Work instruction 1: In the passage about the MCIRCC pre-clinical unit, when was the Pre-Clinical Operative and Intensive Care Unit created?
Work instruction 2: Continue the passage about the MCIRCC pre-clinical unit from where it ends.

MCIRCC’s objective is to transform critical care through innovation, integration, and entrepreneurship. But what does that mean and how is it being done?
The MCIRCC Pre-Clinical Operative and Intensive Care Unit was created in February 2013 to embody this objective and has made great strides in high-risk, high-reward pursuits.
Dr. Kevin Ward, Director of MCIRCC, and Dr. Hakam Tiba, Core Director, joined U-M in July 2012 and recognized the need for a state-of-the-art research lab for critical care disease pre-clinical modeling. Together they founded the lab which has since grown to a multi-grant supported operation. Starting with three members operating one internally-funded experimental protocol, the lab now supports seven full-time employees who are currently working on eight funded projects. The staff and collaborators are highly qualified and trained individuals that range from clinicians, engineers, doctoral researchers, veterinarians, veterinarian residents and technicians as well as laboratory research technicians. Several of the unit members who oversee this effort serve on the U-M IACUC and other institutional committees related to animal care and use.

Supplied records:

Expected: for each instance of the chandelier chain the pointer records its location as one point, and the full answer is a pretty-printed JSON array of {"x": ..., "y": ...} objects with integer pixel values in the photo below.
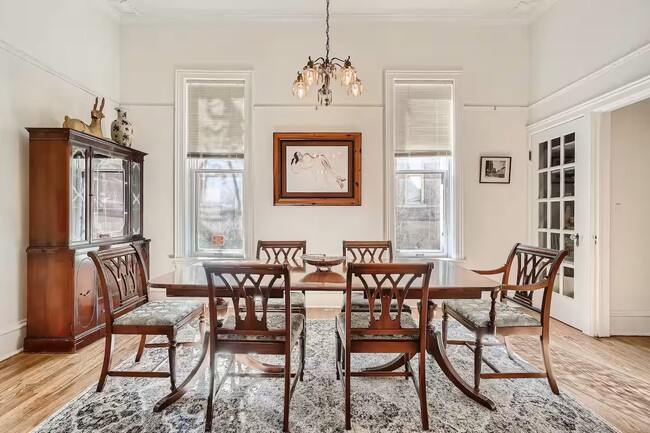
[
  {"x": 327, "y": 30},
  {"x": 324, "y": 70}
]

Your response 1: February 2013

Your response 2:
The lab’s growth has allowed for a unique and collaborative model to take shape. While most research labs typically have one area of focus such as diabetes or breast cancer, many different critical care scenarios are modeled in the Critical Care Lab including traumatic hemorrhage, cardiac arrest, traumatic brain injury, sepsis, and acute respiratory distress syndrome. “The Critical Care Lab is unique in that it is an independent research laboratory but also serves as a collaborative core that focuses on many different aspects of critical care and disease,” said Dr. Tiba. Scientists and researchers from different disciplines are able to come together to collectively find solutions using their individual expertise. “The research discoveries made would likely not have happened without access to the resources available in the lab,” said Dr. Tiba. “It [The Lab] is equipped with high resolution physiologic and metabolic monitoring and analytic equipment providing for unique “physiomic” monitoring, tissue banking and analysis for pre-clinical research,” said Dr. Ward.
“It’s not just advantageous, it’s necessary,” said Brendan McCracken, Core Assistant Director who oversees lab operations and supervises lab personnel. “Studying disease is complicated. Out in the field, in the emergency room, OR, or ICU, critical illness and injury present as very heterogeneous entities and cannot be studied longitudinally with granular data collection from human patients. In the lab we are studying in a controlled environment, which is necessary for high fidelity data collection.”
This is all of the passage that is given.